### [What is being asked]
Copy the lines below word for word, starting with the line that contains "For every instance of the arched" and stopping after the line that contains "x=401, y=71". Omit the pictures from your copy.

>> begin Records provided

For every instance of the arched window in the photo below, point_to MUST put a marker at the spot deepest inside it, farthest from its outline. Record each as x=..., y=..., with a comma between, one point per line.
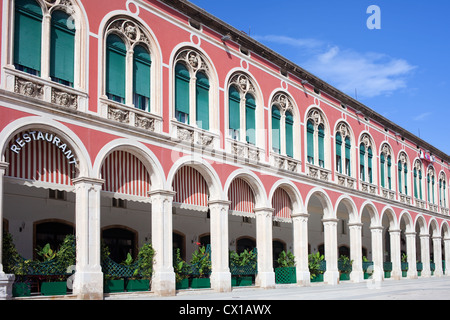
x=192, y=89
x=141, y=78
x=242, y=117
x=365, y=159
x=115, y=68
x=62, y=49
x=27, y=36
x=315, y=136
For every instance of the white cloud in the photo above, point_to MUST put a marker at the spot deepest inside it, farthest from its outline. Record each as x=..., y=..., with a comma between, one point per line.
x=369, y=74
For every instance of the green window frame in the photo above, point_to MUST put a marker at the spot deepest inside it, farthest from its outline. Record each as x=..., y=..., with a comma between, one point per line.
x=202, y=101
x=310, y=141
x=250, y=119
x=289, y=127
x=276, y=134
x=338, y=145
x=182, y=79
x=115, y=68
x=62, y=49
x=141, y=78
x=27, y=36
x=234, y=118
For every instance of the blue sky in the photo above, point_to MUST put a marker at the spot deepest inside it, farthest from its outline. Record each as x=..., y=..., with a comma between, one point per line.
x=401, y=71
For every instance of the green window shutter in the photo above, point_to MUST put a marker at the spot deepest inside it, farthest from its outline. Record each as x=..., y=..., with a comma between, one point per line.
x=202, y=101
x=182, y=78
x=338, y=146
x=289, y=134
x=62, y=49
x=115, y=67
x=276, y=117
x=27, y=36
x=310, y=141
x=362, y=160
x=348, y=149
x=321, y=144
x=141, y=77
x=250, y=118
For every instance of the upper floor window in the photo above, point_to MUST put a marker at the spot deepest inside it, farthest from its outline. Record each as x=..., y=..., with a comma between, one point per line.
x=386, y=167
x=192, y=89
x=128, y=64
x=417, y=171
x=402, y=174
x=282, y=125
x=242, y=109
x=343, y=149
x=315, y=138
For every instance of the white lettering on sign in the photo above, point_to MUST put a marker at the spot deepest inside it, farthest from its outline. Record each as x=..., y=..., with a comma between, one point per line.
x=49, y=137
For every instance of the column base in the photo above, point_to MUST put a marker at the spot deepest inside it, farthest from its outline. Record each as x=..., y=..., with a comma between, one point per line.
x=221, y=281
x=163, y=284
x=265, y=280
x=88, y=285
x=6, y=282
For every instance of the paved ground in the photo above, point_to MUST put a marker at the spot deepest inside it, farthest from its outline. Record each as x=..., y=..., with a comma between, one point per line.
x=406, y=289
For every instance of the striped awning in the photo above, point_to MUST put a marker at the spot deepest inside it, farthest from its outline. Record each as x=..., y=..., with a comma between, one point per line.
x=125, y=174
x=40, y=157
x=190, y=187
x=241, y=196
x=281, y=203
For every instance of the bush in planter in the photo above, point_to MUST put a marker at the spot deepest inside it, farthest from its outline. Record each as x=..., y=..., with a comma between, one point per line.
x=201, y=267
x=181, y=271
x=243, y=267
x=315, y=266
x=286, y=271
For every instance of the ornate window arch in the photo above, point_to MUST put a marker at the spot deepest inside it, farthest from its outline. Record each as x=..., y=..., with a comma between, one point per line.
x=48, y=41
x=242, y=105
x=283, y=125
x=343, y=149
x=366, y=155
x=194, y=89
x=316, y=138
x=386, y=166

>> end Records provided
>> begin Records provided

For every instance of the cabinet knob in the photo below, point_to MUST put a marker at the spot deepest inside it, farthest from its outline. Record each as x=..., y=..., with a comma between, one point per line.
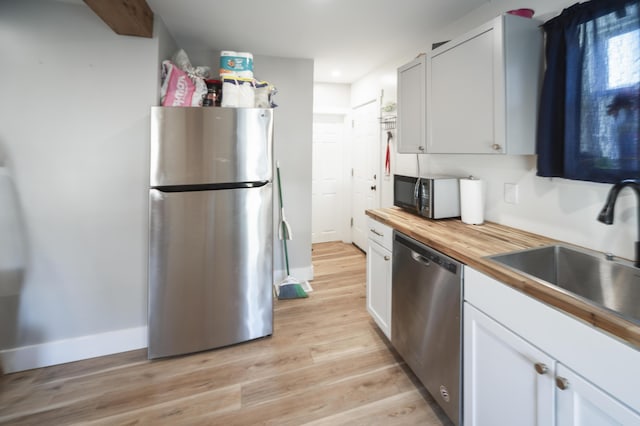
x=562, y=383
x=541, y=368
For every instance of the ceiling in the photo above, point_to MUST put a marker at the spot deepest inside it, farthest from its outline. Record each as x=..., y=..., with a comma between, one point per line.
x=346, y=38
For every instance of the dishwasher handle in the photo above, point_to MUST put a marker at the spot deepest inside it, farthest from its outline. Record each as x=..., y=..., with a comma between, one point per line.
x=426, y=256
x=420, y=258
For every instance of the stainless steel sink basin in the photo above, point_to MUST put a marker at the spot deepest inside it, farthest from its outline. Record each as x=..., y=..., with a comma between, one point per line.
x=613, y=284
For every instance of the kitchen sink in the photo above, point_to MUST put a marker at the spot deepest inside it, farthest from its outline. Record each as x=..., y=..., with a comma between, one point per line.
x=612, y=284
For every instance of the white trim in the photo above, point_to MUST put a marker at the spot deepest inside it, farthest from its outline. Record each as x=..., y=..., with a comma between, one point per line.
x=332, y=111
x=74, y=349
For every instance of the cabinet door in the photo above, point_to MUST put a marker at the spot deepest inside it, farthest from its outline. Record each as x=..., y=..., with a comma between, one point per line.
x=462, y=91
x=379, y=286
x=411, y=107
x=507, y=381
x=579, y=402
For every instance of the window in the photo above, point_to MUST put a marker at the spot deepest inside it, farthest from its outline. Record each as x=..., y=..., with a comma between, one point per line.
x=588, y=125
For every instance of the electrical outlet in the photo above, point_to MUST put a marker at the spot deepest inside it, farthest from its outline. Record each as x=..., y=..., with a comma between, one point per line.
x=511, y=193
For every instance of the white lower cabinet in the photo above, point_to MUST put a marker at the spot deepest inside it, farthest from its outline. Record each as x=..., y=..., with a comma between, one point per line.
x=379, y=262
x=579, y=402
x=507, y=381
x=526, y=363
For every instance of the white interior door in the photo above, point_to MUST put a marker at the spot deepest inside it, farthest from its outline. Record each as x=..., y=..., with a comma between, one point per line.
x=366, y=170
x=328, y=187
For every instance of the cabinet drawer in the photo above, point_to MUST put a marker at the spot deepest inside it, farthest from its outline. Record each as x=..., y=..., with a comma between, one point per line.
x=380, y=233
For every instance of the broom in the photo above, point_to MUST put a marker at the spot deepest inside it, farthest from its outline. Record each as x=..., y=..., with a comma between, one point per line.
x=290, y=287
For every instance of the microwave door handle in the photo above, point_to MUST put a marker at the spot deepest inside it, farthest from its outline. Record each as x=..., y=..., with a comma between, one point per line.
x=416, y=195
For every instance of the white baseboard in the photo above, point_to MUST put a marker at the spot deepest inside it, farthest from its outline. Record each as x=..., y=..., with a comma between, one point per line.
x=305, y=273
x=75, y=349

>> end Records provided
>> begin Records provided

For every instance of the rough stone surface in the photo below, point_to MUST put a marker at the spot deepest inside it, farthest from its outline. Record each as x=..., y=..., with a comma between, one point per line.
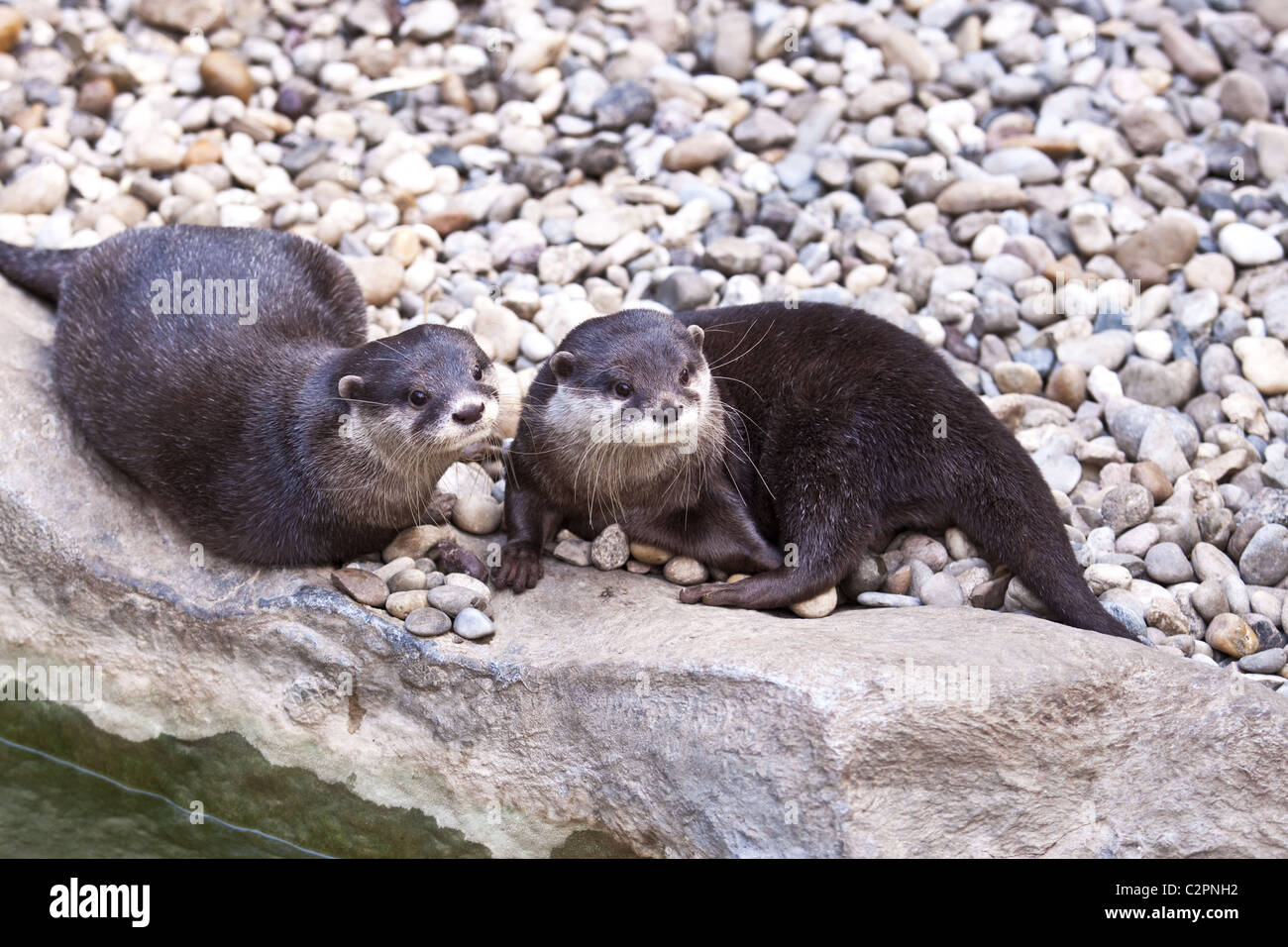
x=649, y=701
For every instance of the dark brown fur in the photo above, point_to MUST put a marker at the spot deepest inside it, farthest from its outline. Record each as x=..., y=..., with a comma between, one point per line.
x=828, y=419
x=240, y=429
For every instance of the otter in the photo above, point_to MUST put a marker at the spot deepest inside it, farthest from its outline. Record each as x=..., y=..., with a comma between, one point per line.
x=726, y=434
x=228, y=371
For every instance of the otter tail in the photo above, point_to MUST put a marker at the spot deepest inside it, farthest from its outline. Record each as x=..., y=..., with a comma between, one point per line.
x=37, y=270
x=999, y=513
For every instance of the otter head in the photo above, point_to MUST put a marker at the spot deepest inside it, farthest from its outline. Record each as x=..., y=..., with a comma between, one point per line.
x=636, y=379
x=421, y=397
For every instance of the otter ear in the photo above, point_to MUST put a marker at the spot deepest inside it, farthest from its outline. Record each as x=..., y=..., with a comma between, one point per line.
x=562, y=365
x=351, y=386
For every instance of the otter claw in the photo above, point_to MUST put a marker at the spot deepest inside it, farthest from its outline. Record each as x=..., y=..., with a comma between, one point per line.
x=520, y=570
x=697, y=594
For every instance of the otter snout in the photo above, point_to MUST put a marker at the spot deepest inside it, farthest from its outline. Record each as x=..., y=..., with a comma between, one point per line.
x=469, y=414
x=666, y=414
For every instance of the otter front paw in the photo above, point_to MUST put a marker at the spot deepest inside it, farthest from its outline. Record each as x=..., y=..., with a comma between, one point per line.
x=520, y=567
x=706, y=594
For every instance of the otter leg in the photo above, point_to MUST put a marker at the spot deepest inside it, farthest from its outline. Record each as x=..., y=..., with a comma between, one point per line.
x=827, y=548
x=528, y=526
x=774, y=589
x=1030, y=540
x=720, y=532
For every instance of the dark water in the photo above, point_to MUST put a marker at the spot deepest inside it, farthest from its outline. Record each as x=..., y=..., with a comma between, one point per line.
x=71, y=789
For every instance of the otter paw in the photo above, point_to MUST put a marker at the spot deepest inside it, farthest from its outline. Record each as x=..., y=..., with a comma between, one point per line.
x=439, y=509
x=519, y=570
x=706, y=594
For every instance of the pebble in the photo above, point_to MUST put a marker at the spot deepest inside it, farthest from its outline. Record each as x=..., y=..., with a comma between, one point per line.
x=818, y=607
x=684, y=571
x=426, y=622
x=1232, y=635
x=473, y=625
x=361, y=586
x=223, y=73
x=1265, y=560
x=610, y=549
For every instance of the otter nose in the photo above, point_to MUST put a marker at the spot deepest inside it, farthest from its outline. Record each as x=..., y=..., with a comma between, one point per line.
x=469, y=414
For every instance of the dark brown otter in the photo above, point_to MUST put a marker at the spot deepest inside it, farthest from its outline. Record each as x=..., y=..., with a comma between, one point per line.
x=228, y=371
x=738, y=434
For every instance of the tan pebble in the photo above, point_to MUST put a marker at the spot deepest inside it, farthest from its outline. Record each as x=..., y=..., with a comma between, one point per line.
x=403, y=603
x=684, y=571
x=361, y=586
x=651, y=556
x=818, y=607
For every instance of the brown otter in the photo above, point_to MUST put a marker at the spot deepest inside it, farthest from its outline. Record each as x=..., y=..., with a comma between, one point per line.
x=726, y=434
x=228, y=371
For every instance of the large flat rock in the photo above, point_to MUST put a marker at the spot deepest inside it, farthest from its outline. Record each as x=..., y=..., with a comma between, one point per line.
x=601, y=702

>> end Records provided

### [Task output]
For every instance of the arched window in the photo below, point_to MUST put a marker at the spot deepest inside it, farthest from its outline. Record each as x=..., y=..., with a comma between, one point per line.
x=192, y=89
x=141, y=78
x=242, y=117
x=365, y=159
x=115, y=68
x=62, y=49
x=27, y=36
x=315, y=136
For every instance of the white cloud in the photo above, point_to MUST put a marker at the spot deepest inside it, farthest from its outline. Record each as x=..., y=..., with a comma between, one point per line.
x=369, y=74
For every instance of the green window frame in the photo above, point_to MUST put a marker at the spot deepest inside it, farthest from its outline. Record each as x=..., y=..., with a comma between, one point per line.
x=202, y=101
x=310, y=141
x=250, y=119
x=289, y=127
x=276, y=134
x=338, y=145
x=182, y=79
x=115, y=68
x=62, y=49
x=141, y=78
x=27, y=36
x=234, y=118
For every instance of the blue sky in the photo above, point_to MUST put a marker at the spot deepest inside it, farthest from its outline. Record each as x=..., y=..., with a comma between, one point per line.
x=401, y=71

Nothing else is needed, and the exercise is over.